### [Study material]
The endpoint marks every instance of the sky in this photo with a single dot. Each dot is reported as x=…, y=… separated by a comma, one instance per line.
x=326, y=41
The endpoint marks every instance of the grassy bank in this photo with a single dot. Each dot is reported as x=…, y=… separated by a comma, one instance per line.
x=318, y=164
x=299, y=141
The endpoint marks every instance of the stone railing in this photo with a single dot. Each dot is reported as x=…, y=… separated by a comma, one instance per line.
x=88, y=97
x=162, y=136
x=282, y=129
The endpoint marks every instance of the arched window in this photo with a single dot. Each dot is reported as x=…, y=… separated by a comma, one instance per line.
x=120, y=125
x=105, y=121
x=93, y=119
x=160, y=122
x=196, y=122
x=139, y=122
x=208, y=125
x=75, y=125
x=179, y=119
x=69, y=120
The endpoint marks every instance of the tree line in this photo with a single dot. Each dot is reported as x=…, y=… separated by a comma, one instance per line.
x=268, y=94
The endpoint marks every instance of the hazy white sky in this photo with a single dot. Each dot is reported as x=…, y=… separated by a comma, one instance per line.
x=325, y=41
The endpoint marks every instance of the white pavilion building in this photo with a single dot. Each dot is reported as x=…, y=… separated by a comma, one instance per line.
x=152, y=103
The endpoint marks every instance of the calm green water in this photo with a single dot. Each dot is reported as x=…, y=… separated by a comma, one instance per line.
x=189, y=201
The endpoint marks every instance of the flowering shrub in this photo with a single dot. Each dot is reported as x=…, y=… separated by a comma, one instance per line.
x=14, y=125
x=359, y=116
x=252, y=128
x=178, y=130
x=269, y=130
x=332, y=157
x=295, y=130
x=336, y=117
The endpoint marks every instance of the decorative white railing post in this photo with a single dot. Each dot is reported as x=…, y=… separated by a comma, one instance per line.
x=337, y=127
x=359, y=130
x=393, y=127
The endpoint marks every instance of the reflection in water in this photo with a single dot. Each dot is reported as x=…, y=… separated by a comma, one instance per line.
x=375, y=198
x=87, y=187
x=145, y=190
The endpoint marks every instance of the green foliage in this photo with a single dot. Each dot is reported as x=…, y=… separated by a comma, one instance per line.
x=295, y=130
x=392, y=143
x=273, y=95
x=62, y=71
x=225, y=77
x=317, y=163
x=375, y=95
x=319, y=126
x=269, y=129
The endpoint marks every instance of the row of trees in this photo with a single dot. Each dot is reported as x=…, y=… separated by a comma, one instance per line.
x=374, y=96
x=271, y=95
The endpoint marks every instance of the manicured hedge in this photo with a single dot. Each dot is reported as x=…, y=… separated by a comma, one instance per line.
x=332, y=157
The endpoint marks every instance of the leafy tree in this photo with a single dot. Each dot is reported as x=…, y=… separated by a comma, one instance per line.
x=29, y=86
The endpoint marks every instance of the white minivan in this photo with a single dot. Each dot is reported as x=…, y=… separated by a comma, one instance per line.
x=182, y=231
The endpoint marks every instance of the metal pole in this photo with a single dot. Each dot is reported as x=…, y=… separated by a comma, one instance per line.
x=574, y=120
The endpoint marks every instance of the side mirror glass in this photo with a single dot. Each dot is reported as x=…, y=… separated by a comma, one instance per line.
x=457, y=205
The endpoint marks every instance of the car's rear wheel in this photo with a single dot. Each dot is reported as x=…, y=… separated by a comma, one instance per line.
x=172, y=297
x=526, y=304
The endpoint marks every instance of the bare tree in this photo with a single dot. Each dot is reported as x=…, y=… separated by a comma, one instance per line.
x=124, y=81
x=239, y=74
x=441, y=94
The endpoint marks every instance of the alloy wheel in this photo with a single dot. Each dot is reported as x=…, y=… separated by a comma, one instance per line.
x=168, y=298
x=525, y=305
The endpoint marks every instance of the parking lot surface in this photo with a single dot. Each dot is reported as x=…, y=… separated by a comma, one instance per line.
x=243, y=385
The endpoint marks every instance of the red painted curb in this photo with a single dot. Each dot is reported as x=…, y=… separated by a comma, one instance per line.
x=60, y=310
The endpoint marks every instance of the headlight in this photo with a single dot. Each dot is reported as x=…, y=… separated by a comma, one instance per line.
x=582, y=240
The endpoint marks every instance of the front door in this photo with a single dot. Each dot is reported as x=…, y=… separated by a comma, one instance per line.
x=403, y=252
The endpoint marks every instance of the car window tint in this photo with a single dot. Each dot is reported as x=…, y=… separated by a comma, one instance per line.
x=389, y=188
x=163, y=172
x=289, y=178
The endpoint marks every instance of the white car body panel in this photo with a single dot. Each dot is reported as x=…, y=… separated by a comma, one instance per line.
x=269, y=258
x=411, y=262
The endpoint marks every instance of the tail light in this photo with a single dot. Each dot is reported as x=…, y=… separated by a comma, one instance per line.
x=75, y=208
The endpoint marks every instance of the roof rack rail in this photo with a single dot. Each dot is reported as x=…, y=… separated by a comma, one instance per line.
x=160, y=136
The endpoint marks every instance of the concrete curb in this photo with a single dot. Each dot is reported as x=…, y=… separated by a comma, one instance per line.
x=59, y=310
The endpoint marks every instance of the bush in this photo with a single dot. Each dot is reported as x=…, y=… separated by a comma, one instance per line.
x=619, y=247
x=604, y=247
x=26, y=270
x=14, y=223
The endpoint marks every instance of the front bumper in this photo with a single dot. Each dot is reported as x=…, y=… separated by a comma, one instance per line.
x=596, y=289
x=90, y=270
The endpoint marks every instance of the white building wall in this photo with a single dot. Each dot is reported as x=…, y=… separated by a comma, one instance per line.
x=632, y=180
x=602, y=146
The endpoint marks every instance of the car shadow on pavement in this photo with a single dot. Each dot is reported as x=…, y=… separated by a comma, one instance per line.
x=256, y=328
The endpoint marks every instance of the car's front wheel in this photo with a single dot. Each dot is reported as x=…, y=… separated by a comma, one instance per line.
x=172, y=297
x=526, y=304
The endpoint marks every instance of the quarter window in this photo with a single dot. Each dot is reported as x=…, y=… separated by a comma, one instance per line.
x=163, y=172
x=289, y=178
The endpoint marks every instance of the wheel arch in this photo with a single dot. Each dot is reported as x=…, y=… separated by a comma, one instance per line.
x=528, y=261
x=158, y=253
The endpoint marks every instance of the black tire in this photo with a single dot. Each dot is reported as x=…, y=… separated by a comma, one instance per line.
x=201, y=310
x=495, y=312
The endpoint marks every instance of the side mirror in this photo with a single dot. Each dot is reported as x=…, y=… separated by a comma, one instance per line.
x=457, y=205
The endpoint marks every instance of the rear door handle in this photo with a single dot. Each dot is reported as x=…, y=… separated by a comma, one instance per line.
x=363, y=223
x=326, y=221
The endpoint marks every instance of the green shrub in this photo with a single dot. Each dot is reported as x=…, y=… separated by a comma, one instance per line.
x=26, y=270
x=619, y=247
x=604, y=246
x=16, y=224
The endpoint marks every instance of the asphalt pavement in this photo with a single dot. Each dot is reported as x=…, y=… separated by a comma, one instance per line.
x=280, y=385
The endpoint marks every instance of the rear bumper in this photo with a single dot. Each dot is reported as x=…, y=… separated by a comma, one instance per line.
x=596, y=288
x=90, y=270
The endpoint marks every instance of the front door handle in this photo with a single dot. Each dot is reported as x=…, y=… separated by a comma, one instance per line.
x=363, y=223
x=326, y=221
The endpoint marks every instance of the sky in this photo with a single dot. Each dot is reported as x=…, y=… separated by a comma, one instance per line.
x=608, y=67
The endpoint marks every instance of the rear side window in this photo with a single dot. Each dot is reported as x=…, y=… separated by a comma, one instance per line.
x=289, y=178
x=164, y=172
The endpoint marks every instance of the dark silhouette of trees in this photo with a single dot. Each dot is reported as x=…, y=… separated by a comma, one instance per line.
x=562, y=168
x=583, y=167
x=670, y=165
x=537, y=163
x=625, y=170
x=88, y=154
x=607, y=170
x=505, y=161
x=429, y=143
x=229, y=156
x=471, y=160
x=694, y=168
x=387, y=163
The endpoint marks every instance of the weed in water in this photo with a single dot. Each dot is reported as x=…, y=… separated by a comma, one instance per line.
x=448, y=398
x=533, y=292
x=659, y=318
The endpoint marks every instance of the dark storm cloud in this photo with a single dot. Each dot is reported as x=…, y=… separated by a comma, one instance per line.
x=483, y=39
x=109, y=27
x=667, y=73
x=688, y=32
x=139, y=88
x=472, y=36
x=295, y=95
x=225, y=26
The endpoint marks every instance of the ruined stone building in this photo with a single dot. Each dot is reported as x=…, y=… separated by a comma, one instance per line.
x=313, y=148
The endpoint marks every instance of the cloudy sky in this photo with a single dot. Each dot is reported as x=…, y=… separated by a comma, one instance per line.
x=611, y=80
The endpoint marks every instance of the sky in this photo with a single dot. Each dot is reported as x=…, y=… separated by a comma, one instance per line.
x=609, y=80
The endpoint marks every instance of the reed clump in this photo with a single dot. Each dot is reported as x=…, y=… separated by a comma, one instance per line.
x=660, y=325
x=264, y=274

### [Task item]
Nothing from before the line containing "The endpoint marks every instance of the reed" should appear; copy that line and each one after it through the last line of the entries, exactly.

### [Answer for this exercise]
The endpoint marks every instance of the reed clump in this photo with a single dot. Each dot is reported as x=…, y=… separated by a comma, one instance per line.
x=660, y=325
x=264, y=274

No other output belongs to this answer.